◆ **PROBLEM**: Reproduce all of the data below line for line, leaving out the picture.
— Start —
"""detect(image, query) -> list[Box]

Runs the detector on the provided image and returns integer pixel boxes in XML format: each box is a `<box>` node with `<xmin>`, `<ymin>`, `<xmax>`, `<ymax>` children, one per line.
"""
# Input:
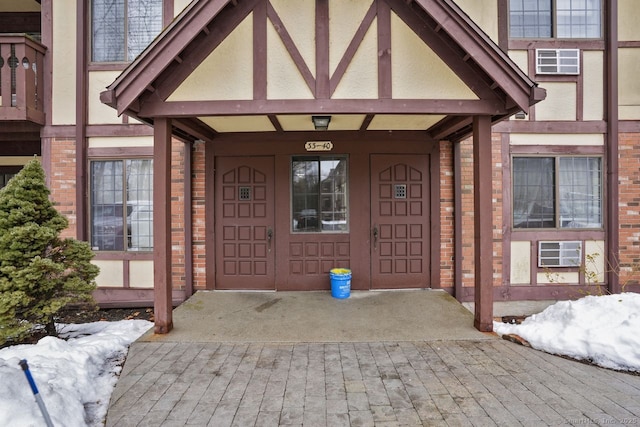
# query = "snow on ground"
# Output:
<box><xmin>0</xmin><ymin>320</ymin><xmax>153</xmax><ymax>427</ymax></box>
<box><xmin>493</xmin><ymin>293</ymin><xmax>640</xmax><ymax>371</ymax></box>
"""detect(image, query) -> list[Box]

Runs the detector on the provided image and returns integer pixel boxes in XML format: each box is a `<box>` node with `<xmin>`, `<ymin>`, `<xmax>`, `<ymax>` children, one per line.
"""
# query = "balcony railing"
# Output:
<box><xmin>0</xmin><ymin>34</ymin><xmax>46</xmax><ymax>125</ymax></box>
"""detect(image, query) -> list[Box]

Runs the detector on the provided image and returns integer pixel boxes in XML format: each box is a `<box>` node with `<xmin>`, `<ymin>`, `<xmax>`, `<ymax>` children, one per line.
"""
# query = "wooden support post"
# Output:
— End —
◆ **WRITTEN SOLUTION**:
"""detect(image, query) -> list[Box]

Runs the detector on the provided image and returns integer pixel boxes in XML format: each box is a `<box>` node with `<xmin>`, `<ymin>`, `<xmax>`, `<ymax>` children, one per line.
"""
# Input:
# query = "snow on ground"
# Output:
<box><xmin>0</xmin><ymin>320</ymin><xmax>153</xmax><ymax>427</ymax></box>
<box><xmin>493</xmin><ymin>293</ymin><xmax>640</xmax><ymax>371</ymax></box>
"""detect(image, query) -> list[Box]

Runs the detector on the provided image and returns integer pixel boxes in XML format: each box is a `<box>` node with `<xmin>`, `<ymin>`, `<xmax>`, `<ymax>` children, one per line.
"""
# query = "balcony railing"
# Output:
<box><xmin>0</xmin><ymin>34</ymin><xmax>46</xmax><ymax>125</ymax></box>
"""detect(image, query) -> list[Box]

Runs the detector on the provided image and returns integer pixel boxes in XML format: each box is a `<box>` node with `<xmin>`, `<ymin>`, `<xmax>`, `<ymax>` children, one per line.
"""
# query = "wooden support post"
# Output:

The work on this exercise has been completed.